**WHAT YOU SHOULD DO**
Please reproduce, word for word, the stretch of the items below from the line that contains "det: stone veneer" through the end of the items.

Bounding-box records
- - - - -

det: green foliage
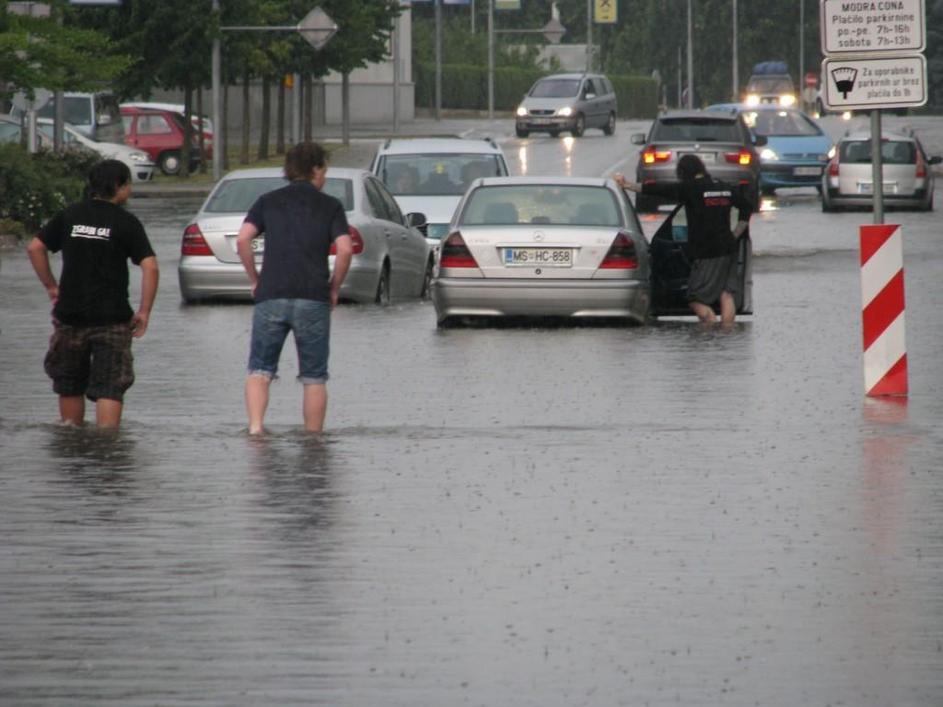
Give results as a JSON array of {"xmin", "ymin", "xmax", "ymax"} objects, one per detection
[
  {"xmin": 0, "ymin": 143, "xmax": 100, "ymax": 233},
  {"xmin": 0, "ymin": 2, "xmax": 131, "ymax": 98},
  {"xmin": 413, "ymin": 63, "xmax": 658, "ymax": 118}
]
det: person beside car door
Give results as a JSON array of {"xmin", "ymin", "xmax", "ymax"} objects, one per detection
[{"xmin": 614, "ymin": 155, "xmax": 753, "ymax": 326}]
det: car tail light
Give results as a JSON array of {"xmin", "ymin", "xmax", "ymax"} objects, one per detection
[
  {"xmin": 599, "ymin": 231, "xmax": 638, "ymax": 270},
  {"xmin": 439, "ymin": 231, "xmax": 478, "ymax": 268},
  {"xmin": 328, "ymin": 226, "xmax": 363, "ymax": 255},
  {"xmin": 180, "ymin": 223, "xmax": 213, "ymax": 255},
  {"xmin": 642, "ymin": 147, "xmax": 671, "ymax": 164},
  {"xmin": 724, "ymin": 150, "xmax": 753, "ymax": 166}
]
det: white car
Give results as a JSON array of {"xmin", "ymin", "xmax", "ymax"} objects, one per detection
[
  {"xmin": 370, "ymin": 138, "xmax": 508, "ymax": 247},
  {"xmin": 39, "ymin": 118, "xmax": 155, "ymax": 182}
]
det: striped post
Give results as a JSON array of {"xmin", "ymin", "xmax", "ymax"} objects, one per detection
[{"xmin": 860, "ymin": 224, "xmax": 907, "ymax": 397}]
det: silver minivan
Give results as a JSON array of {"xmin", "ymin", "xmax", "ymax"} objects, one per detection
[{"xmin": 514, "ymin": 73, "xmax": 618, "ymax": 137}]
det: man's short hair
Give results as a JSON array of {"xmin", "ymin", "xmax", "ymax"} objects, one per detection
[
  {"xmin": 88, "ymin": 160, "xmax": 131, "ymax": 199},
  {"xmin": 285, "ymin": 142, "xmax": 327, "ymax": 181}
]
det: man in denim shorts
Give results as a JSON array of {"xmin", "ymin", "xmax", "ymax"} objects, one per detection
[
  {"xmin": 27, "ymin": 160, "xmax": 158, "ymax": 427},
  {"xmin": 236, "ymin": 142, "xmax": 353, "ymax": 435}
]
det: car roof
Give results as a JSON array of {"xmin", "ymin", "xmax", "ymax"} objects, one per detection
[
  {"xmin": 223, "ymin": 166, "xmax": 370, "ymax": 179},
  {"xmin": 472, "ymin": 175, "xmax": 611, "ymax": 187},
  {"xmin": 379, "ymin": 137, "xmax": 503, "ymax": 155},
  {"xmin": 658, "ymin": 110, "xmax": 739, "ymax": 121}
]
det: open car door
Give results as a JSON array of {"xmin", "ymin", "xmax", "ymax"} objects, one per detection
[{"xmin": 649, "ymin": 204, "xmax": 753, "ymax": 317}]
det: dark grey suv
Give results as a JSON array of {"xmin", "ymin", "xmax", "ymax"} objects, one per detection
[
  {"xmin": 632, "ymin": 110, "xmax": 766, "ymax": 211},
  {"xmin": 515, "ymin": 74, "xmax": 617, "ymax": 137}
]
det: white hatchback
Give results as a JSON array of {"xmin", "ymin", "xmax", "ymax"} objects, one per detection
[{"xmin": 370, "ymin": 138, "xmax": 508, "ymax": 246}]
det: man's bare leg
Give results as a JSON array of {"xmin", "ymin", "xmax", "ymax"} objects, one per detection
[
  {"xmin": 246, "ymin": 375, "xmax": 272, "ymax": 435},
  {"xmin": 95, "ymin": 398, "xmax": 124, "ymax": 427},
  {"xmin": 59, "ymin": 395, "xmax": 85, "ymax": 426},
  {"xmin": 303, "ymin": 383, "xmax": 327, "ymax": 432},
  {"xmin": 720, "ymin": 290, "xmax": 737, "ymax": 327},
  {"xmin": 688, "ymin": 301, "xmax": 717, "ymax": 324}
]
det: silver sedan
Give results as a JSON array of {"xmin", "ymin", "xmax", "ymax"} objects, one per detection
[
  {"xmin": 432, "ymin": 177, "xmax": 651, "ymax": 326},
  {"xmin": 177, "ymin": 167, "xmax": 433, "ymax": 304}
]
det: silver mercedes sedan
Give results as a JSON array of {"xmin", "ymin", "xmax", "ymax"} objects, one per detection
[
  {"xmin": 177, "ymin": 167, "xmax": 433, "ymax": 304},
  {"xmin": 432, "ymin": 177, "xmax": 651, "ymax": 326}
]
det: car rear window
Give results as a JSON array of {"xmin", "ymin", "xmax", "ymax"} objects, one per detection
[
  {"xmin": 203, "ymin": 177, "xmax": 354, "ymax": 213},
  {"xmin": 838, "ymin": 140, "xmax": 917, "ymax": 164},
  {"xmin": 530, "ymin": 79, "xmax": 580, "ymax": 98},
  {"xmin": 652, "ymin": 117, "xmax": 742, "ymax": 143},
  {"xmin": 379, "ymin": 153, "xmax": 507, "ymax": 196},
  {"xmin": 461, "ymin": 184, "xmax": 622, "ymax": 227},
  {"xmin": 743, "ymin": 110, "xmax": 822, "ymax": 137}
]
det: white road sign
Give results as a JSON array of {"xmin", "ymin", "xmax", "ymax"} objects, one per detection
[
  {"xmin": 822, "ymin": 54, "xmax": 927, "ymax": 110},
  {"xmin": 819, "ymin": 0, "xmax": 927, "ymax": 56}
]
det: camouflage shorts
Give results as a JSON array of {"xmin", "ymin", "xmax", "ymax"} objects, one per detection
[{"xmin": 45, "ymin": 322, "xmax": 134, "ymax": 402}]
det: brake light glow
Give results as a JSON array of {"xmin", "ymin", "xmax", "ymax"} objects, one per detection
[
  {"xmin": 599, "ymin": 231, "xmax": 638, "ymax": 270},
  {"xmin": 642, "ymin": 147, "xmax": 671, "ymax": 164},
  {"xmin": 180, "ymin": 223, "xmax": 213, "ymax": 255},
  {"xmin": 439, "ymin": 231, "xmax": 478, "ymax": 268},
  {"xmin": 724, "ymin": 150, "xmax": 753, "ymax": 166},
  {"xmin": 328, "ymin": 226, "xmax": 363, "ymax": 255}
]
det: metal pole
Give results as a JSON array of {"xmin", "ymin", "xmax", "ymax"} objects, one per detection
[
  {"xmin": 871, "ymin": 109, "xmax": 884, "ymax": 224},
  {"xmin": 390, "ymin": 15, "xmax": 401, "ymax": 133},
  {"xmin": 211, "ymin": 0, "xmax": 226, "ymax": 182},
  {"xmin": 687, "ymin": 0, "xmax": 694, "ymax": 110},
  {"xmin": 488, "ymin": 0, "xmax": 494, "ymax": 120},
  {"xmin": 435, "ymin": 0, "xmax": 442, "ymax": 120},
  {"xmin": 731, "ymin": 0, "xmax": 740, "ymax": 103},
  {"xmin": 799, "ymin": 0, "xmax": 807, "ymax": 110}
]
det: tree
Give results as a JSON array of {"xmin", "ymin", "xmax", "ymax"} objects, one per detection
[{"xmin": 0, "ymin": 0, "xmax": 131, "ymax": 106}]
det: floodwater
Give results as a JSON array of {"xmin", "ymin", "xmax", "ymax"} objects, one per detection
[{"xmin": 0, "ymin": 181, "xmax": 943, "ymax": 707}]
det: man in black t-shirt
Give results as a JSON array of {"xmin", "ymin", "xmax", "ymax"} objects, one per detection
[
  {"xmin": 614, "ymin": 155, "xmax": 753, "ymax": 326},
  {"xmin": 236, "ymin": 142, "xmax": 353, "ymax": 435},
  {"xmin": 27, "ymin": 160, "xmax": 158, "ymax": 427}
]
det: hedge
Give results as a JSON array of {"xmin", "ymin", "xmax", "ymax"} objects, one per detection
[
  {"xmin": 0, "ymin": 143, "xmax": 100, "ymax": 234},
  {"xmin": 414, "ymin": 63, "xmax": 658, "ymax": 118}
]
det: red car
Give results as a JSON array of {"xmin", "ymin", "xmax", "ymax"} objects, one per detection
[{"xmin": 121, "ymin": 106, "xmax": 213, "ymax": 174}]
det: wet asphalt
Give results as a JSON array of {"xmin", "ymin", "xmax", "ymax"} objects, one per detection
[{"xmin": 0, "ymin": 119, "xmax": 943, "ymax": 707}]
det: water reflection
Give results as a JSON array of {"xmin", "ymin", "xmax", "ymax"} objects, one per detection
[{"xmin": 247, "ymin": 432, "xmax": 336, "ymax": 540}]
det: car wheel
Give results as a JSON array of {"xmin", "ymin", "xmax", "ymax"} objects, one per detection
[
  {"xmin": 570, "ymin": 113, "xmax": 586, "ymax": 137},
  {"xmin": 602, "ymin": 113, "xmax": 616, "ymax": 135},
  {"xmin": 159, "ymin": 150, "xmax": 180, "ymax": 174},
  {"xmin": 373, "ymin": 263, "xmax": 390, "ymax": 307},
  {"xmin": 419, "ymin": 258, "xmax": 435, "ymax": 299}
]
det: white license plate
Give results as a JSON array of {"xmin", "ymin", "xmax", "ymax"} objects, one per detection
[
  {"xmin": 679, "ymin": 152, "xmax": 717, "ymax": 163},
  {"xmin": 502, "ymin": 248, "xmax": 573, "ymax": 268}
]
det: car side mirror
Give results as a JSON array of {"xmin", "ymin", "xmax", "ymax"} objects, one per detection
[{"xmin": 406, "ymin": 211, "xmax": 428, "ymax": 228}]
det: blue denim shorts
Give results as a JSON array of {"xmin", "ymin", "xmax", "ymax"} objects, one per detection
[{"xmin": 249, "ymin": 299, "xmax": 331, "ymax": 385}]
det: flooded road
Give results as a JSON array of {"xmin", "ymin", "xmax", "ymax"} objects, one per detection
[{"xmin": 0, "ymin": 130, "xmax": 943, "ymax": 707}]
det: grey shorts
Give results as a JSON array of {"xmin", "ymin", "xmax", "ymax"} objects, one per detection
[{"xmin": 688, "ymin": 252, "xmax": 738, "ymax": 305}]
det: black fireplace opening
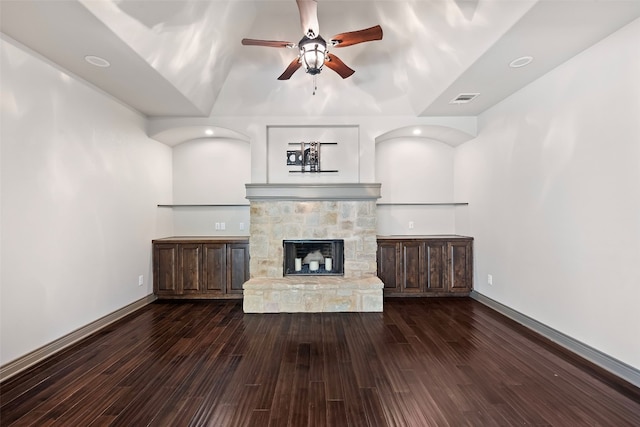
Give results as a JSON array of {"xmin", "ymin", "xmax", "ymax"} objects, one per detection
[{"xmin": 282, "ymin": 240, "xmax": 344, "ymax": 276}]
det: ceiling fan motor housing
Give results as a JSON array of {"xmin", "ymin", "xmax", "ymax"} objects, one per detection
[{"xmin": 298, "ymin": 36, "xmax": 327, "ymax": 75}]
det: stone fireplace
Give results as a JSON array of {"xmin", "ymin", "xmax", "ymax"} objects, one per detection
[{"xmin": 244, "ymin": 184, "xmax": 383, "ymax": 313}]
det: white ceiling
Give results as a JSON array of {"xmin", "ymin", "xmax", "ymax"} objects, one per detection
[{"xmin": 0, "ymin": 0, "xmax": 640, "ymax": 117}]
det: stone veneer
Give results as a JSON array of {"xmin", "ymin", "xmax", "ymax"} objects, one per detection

- - - - -

**RESULT FOR THIS EXERCISE**
det: stone veneer
Give results as a JSON array of {"xmin", "ymin", "xmax", "ymax"} objects, one per detection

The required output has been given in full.